#### [Do this]
Pick out each line in the records below that contains the word "prep", and copy those lines in full.

#### [Task inputs]
* * * * * * * * *

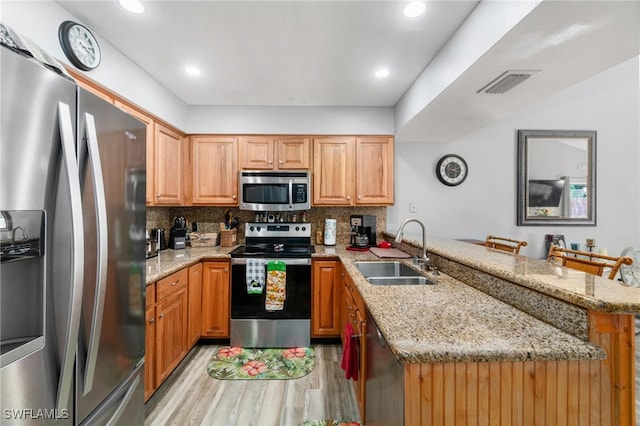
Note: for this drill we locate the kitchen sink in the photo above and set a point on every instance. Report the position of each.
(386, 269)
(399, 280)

* * * * * * * * *

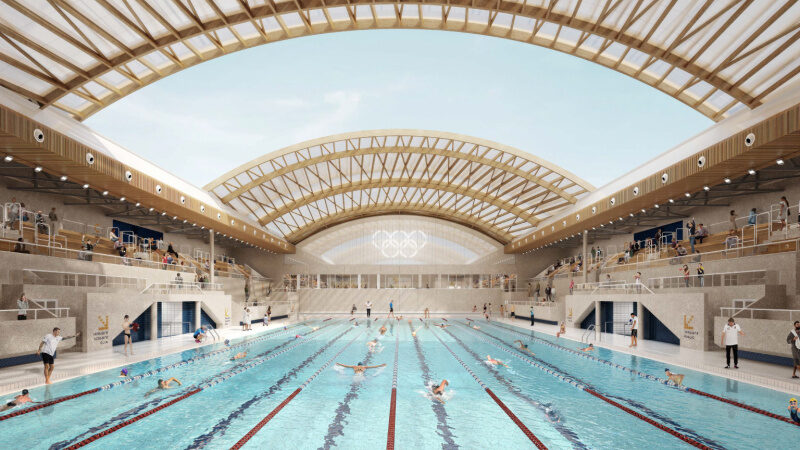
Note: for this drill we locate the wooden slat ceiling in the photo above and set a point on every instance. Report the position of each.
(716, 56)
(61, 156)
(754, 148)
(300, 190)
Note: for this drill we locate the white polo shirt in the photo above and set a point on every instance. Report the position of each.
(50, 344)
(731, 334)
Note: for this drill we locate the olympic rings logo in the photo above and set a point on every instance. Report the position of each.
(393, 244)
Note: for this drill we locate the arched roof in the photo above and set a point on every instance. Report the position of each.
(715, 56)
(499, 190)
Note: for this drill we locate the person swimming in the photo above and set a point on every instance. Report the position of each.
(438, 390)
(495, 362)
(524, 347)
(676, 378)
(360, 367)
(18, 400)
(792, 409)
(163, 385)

* * * * * * * * *

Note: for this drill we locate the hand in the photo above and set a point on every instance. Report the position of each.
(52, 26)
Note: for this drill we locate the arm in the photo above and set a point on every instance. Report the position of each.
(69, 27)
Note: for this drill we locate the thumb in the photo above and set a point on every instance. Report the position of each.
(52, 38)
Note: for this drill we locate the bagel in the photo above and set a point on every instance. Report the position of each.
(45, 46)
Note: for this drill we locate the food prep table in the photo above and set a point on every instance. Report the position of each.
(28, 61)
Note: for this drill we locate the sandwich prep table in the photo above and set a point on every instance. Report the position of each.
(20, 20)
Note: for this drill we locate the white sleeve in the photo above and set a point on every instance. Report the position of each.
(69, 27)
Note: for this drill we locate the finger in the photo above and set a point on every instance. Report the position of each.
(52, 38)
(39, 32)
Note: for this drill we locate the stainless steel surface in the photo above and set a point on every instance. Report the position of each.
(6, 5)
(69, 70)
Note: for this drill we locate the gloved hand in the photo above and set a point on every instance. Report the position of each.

* * * * * * * * *

#### [Problem solution]
Note: for this drill we locate the food prep table in the photo above and set a point on every instance. Report the position of each.
Note: for this drill we locate the sandwich prep table in the photo above and set a point on every instance. Report the position of each.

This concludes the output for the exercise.